[Task goal] The answer must be an exact printing of every record below, with the pictures omitted.

-------- Working data

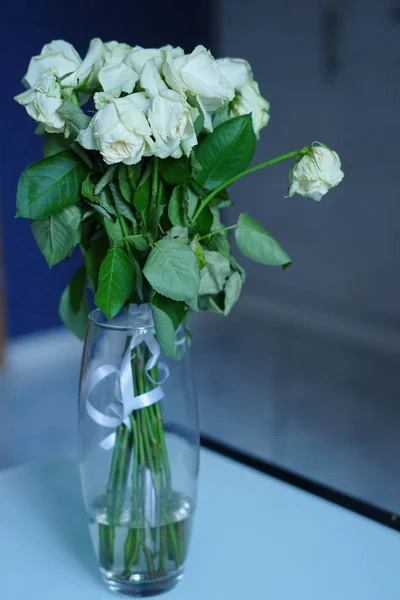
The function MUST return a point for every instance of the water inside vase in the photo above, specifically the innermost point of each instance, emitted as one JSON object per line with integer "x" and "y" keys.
{"x": 142, "y": 547}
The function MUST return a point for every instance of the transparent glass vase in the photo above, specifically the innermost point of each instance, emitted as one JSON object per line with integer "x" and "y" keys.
{"x": 139, "y": 451}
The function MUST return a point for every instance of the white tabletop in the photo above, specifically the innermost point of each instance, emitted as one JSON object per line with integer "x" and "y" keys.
{"x": 254, "y": 538}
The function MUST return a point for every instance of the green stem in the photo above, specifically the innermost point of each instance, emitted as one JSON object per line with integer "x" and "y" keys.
{"x": 228, "y": 182}
{"x": 160, "y": 191}
{"x": 203, "y": 237}
{"x": 154, "y": 187}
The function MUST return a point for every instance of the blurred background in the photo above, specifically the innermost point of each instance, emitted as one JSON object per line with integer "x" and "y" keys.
{"x": 305, "y": 371}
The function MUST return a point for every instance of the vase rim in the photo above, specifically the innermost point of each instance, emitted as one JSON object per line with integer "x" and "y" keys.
{"x": 136, "y": 318}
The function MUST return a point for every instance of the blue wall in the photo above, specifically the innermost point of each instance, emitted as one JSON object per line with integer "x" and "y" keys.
{"x": 32, "y": 291}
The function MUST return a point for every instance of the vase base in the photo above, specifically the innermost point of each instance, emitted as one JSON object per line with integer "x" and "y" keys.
{"x": 141, "y": 588}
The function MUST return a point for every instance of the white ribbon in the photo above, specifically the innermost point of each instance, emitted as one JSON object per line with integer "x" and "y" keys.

----------------

[Exercise result]
The function MUST return a point for every instance of the water inside vase in the photo above, specifically the innermost point of each instance, emitted as one JSON object per line with integer "x" and "y" keys.
{"x": 142, "y": 547}
The function MUST return a point for every instance of the transparent glass vase in the photo above, specifically the innermost point of each instance, emitted as one JSON object per line with integer "x" and "y" keys.
{"x": 139, "y": 451}
The function MUST return a point for every instance of the white tabletop in the photo above, specifically the innermost point of each instance, emitted as one JSON object per line with integer "x" and "y" keys.
{"x": 254, "y": 538}
The function MUST return a point for every instance of the green stem in the photo above, specifically the innermost point of each instance, emitted as one JSON object per line with integer "x" and "y" keys.
{"x": 228, "y": 182}
{"x": 160, "y": 191}
{"x": 203, "y": 237}
{"x": 154, "y": 187}
The function MUST return a point for every instance of the blurred background in the photo above, specifically the innermost point of each instance, emitted as one JSON object per line with integer "x" and "y" keys.
{"x": 305, "y": 371}
The function MUST return a point for every instance of the vase rim in the photo above, specifically the innermost point of each instance, emitted as one JSON object per line with integer "x" and "y" keys.
{"x": 136, "y": 318}
The function MUST return a point for every instance of the blue wall in the photo above, specifically the innermost point of each instance, emitted as one JSON object per line with integer "x" and "y" keys.
{"x": 32, "y": 291}
The function MUST return a point for every instance of the vase base in the photo above, specifically the innermost point of each instance, emitted as one JSON object per line with integer "x" and "y" keys.
{"x": 141, "y": 588}
The function MUST return a point for every instance of the white ribbon in the photo above, specifically the innermost point of each instance, emitted as one JSON object per line with integer "x" and "y" keys.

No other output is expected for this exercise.